** Opening Task input block **

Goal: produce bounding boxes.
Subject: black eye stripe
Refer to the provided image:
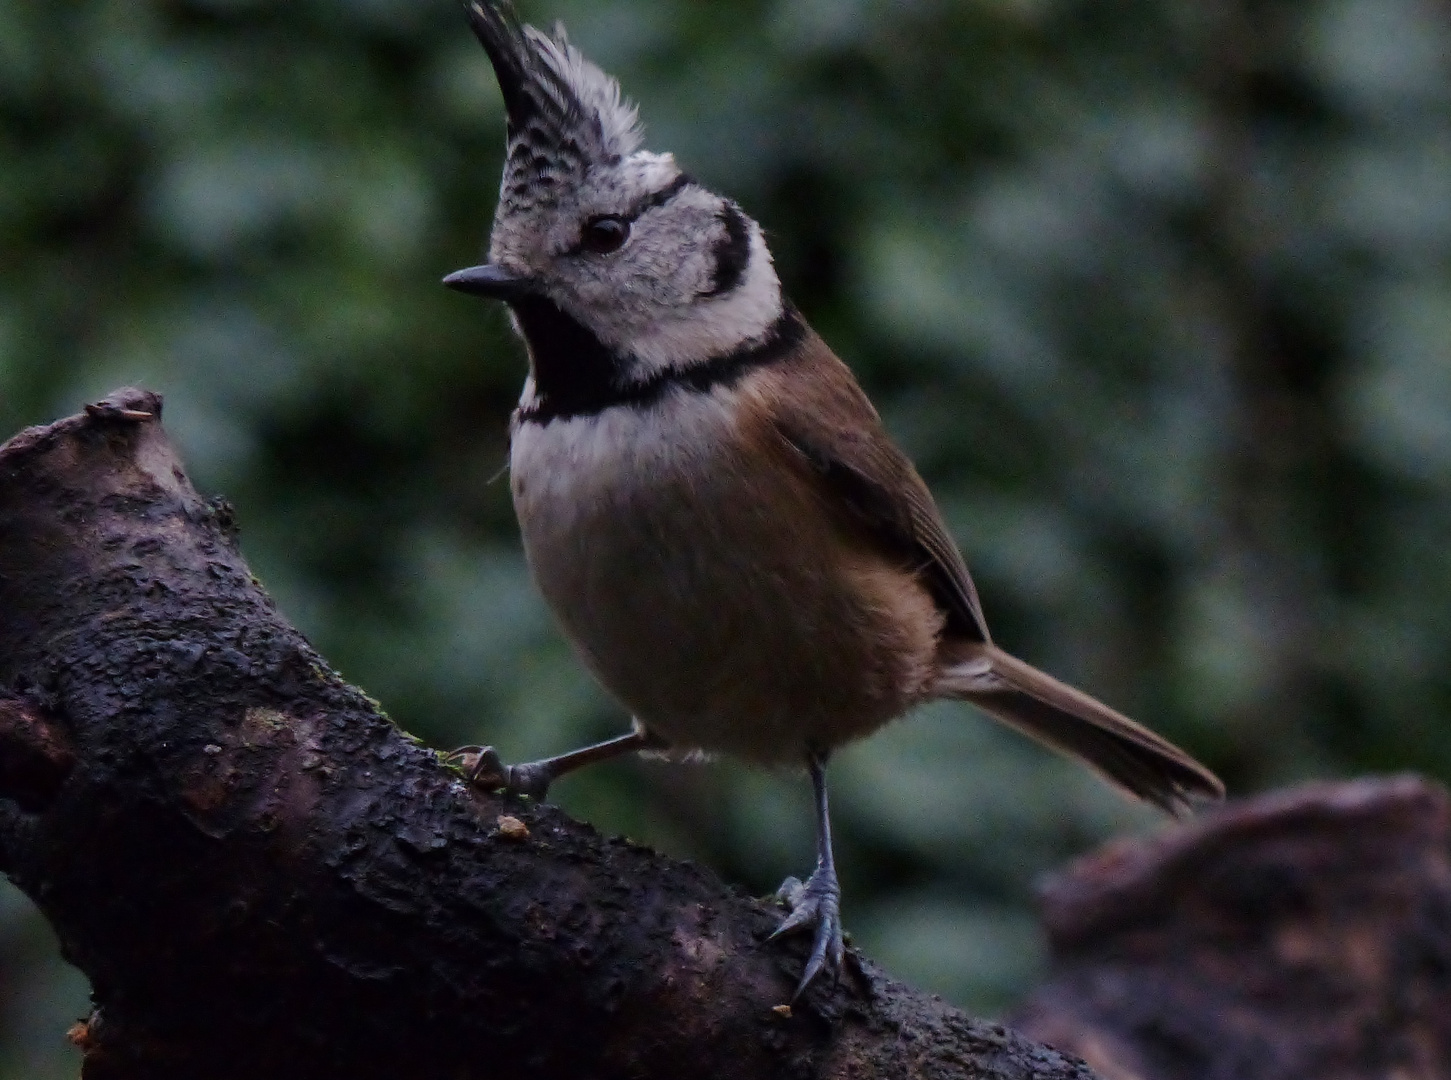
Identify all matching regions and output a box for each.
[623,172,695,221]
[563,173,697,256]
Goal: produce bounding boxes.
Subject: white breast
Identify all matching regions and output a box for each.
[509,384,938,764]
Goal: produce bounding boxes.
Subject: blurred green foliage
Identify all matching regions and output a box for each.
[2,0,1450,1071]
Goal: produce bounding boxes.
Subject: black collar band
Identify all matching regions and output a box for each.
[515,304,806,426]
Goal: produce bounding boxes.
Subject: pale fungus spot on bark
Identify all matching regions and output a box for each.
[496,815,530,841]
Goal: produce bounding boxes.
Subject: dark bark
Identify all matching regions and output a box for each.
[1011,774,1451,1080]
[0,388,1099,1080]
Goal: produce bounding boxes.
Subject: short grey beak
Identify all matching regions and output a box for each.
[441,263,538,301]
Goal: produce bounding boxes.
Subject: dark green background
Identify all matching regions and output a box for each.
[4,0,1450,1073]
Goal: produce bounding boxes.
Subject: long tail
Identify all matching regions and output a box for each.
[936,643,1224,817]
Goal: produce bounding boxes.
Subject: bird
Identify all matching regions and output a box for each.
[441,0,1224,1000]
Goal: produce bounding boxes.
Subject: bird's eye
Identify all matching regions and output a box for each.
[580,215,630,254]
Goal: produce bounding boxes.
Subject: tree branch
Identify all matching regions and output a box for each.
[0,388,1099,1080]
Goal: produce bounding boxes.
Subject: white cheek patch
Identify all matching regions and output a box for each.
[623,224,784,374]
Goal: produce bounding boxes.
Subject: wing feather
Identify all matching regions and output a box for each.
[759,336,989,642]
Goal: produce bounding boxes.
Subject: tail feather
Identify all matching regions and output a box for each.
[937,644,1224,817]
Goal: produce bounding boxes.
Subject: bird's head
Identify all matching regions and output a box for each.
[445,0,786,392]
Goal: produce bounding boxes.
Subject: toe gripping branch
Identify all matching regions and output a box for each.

** Closing Task input block **

◆ Task description
Find how many lines above include "feather"; reply with the number only.

◆ Exercise output
2